(Stored items)
BEGIN
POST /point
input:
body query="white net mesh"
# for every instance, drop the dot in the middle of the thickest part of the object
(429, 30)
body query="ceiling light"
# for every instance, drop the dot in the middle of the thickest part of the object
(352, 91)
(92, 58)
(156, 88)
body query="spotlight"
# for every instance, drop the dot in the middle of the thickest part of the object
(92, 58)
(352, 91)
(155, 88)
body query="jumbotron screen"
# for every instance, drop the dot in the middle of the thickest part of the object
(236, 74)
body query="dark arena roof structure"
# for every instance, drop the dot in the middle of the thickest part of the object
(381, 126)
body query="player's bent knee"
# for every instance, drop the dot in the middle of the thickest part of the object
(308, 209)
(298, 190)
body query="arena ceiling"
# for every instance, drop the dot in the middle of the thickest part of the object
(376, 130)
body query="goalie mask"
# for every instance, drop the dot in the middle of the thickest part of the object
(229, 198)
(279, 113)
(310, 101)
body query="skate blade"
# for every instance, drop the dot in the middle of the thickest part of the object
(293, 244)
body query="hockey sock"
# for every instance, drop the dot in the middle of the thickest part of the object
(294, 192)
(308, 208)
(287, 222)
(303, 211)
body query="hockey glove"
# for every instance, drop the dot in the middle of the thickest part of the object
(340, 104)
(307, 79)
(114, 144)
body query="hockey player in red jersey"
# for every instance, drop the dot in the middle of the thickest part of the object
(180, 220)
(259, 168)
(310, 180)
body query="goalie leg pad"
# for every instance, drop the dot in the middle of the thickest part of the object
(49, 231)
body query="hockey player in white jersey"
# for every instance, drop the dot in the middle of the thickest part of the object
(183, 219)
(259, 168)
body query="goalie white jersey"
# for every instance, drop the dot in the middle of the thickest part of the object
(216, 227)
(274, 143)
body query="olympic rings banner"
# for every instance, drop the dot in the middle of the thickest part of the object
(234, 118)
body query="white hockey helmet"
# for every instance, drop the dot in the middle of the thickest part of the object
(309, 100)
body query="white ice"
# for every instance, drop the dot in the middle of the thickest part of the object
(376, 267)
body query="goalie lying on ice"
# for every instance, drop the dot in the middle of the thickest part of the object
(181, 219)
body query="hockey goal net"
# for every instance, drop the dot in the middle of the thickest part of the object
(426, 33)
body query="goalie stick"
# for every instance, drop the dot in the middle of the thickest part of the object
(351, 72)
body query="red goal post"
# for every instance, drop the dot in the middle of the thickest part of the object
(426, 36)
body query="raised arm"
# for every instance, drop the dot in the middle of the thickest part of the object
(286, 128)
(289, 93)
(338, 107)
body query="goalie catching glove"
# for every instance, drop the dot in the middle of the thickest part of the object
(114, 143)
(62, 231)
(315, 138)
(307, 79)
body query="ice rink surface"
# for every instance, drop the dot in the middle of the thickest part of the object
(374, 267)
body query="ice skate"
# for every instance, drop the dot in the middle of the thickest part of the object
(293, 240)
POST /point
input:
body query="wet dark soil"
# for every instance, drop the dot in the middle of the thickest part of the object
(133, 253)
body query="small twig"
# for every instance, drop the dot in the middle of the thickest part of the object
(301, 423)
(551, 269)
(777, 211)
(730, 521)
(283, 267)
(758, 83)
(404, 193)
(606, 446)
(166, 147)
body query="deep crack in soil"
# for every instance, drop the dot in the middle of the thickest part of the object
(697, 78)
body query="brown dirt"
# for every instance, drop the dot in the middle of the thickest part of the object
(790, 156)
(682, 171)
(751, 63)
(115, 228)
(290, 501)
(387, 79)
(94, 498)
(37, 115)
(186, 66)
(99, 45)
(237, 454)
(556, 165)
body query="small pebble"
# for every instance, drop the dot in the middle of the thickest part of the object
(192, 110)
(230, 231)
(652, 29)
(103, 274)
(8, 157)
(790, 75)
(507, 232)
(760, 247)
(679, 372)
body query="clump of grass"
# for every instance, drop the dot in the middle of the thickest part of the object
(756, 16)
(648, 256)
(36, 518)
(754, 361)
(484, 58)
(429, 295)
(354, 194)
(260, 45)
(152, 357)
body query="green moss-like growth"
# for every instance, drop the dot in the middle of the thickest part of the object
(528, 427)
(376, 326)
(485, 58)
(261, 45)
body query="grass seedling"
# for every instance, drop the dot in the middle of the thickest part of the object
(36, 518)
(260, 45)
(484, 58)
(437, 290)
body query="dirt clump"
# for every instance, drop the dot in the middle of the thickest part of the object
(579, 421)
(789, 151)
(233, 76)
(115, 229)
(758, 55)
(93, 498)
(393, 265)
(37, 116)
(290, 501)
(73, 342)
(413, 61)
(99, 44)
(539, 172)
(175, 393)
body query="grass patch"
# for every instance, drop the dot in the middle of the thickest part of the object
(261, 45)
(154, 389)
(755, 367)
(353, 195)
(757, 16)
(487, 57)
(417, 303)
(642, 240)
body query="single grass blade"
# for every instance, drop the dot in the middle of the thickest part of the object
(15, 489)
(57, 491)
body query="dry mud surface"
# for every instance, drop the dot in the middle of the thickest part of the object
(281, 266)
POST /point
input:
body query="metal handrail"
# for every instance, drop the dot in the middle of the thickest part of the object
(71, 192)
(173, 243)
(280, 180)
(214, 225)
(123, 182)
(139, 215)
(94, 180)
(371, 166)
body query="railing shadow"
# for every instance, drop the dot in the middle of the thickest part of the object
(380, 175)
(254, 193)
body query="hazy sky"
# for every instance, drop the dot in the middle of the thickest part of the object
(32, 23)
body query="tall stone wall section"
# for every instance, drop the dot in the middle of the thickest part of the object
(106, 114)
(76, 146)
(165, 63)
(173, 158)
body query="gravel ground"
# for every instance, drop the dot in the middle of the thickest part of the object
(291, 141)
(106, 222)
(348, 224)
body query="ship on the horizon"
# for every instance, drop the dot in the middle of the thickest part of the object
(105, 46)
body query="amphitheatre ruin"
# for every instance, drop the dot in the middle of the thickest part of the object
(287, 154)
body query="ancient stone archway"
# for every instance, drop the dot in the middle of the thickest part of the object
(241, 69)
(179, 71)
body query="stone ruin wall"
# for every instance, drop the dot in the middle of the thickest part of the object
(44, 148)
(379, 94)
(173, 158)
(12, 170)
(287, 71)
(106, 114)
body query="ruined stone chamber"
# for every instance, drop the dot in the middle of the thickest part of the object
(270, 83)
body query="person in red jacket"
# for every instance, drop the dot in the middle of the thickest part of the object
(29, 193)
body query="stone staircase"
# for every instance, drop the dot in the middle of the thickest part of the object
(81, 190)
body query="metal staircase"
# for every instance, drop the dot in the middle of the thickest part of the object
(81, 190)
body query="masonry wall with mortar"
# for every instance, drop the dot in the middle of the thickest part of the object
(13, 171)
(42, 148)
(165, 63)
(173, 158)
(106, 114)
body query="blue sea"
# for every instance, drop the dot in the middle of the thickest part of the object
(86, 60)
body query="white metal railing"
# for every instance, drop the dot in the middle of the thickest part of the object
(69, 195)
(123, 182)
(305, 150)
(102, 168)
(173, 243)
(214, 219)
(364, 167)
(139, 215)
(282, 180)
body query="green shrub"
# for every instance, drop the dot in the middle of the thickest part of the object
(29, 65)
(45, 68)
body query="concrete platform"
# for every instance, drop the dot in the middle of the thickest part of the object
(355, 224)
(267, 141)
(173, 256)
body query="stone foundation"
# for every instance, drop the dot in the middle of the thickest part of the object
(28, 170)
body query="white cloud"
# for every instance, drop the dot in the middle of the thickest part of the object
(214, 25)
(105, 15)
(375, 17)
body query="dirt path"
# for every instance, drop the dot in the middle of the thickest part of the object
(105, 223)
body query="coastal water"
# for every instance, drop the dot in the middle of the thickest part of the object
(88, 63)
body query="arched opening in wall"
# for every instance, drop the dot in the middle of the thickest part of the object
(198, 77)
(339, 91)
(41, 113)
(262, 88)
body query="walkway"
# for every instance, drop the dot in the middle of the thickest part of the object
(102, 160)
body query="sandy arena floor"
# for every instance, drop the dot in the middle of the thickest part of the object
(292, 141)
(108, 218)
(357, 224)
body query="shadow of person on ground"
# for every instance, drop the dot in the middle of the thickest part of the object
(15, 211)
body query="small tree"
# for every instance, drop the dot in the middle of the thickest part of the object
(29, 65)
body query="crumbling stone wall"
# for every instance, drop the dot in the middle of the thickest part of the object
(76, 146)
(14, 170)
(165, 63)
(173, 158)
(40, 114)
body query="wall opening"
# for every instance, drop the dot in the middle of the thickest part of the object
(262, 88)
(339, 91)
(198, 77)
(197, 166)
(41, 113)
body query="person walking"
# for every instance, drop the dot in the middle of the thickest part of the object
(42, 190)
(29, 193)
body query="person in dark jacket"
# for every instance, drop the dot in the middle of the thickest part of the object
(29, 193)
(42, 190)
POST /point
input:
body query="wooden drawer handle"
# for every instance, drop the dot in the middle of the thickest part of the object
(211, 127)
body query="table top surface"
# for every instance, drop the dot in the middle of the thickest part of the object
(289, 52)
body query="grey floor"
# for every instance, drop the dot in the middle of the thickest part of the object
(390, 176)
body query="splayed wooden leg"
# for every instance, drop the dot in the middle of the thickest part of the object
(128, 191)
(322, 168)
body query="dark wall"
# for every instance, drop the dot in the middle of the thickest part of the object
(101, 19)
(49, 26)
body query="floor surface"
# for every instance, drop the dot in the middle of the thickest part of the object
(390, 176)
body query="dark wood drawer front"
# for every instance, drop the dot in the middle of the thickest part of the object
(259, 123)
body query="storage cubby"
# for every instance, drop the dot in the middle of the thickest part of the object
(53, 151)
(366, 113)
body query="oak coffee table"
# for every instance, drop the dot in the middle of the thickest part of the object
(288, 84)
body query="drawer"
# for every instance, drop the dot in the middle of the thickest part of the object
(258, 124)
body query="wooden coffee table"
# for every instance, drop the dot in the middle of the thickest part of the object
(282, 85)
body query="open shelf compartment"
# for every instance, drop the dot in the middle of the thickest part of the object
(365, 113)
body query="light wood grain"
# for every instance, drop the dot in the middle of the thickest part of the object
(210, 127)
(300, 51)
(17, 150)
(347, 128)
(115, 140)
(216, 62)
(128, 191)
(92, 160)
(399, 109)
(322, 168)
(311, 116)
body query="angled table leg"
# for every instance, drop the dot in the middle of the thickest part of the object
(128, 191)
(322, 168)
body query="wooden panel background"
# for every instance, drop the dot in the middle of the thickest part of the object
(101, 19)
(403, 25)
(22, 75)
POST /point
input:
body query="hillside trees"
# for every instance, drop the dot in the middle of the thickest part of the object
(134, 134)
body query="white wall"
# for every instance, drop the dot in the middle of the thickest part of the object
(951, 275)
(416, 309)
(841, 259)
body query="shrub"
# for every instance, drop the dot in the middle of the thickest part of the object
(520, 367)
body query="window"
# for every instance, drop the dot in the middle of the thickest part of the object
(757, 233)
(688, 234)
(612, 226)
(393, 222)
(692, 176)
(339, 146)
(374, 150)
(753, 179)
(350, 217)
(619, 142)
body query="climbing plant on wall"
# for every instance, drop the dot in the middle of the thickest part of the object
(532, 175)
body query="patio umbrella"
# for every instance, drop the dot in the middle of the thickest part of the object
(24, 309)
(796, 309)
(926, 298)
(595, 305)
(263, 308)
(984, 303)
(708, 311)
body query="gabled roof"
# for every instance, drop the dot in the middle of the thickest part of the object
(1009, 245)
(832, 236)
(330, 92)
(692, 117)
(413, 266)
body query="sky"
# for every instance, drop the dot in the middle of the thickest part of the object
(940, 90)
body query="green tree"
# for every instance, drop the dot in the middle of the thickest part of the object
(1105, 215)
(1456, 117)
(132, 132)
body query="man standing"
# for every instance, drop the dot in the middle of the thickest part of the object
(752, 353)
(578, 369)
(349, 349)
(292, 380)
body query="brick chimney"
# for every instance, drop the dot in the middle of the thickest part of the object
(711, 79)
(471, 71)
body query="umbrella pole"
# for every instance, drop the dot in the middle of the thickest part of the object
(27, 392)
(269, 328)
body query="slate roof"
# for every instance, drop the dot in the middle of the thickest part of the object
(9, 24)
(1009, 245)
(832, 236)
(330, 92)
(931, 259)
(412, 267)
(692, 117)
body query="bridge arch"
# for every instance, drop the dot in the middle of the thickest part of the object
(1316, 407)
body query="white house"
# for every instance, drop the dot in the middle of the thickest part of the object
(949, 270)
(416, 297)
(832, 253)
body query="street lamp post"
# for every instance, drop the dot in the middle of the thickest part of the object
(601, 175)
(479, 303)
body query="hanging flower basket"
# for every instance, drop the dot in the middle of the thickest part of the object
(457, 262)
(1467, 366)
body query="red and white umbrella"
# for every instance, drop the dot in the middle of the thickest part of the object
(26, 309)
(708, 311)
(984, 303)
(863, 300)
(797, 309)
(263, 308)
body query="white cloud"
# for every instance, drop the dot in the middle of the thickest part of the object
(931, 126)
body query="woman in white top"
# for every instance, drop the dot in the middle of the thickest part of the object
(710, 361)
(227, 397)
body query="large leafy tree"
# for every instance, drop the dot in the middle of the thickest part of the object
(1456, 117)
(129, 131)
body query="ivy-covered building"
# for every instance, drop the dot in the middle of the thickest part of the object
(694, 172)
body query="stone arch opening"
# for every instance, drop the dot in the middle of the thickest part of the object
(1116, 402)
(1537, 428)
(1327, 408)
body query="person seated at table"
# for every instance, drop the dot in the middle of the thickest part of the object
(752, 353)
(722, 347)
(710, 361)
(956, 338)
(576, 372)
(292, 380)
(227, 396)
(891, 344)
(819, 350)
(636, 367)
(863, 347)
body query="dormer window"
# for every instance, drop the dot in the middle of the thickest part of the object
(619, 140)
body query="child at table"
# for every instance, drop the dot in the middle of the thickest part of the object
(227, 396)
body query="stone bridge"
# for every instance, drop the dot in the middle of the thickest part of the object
END
**AIM OF THE EXERCISE:** How many lines in the entries contain the string "jersey"? Reply with the number alone.

**EXPECTED OUTPUT:** 3